# How does Carmaker estimates longitudinal load transfer in each tire?

Hi.

I was trying to model longitudinal load transfers through mechanical equations and compare it with the values measured by Carmaker.

My goal is to determine the total load of each rear tire, specially during straight acceleration runs, but preferably in any condition.

Comparing my results (exporting it from simulink to IPGControl) with Car.FzRL and Car.FzRR I noticed they are a little different, that’s why I’d like to know how does CM estimate it. It can be seem in the following figure:

Notice I’m not only considering the longitudinal load transfers in the RL_Fz and RR_Fz, but also lateral, static and aerodynamic loads.

I am using the following equation to longitudinal load transfer:

\Delta W_r = \frac{h}{2L} W a_x

Where:
h = height of center of gravity (m)
L = wheelbase (m)
a_x = longitudinal acceleration (m/s²)
W = car weight (kg)

The rest of the equations can be seem in this document.

I suppose CM uses much more complex set of equations, but I haven’t had luck searching for better options. Other reason I can think of is that my tire model is pretty unrealistic right now, but that’s something I’m still working on.

One last hypothesis is that maybe there are some parameters in my vehicle file that’s not compatible with the values I am using on my Simulink model, but I’m also working on it and I’ve checked it multiple times.

Anyways, any help would be appreciated! I am really stuck on this problem.

Hi there,

thanks for the interesting question.

The longitudinal load transfer formula that you want to use requires an accurate knowledge of the parameters h and L, however both of them vary during a dynamic event such as a straight acceleration test.

These changes are influenced by several factors, such as the pitch center position of the front and rear suspensions, spring stiffness, changes in wheelbase due to the supension kinematics, tire vertical deflections, how the driving torque is applied to the driving wheels (e.g. inboard or outboard electric motors), etc.

As you were mentioning, all these effects are taken into account when you run a CM simulation, so if you are using constant values for h and L it is very likely that you’ll get discrepancies when you compare to CM. This gets even more involved if you are considering lateral accelerations or aero forces.

To give you a practical example I have picked up the FSE_AllWheelDrive model in the FS package and disabled the aero forces/moments, increased the spring stiffness, used very stiff tires with minimal rolling resistance and used inboard electric motors (example.zip (13.4 KB)). All these changes are meant to minimize the pitch and heave variations during an acceleration test.

++++++++

- [Prompt]:
Reproduce the stretch of the load transfer thread from "The rest of" through "on this problem.".

- [Data section]:
++++++++

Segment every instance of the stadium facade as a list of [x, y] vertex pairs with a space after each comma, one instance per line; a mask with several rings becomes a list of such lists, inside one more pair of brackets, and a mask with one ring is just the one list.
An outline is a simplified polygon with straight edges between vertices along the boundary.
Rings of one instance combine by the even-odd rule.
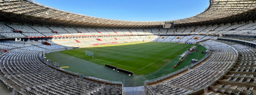
[[[195, 16], [156, 22], [93, 17], [30, 0], [0, 1], [0, 81], [15, 94], [124, 94], [122, 82], [65, 70], [43, 55], [142, 41], [199, 44], [209, 51], [189, 66], [145, 81], [147, 95], [256, 93], [256, 0], [210, 0]], [[174, 28], [163, 28], [170, 22]]]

++++++++

- [Result]:
The rest of the equations can be seem in this document.

I suppose CM uses much more complex set of equations, but I haven’t had luck searching for better options. Other reason I can think of is that my tire model is pretty unrealistic right now, but that’s something I’m still working on.

One last hypothesis is that maybe there are some parameters in my vehicle file that’s not compatible with the values I am using on my Simulink model, but I’m also working on it and I’ve checked it multiple times.

Anyways, any help would be appreciated! I am really stuck on this problem.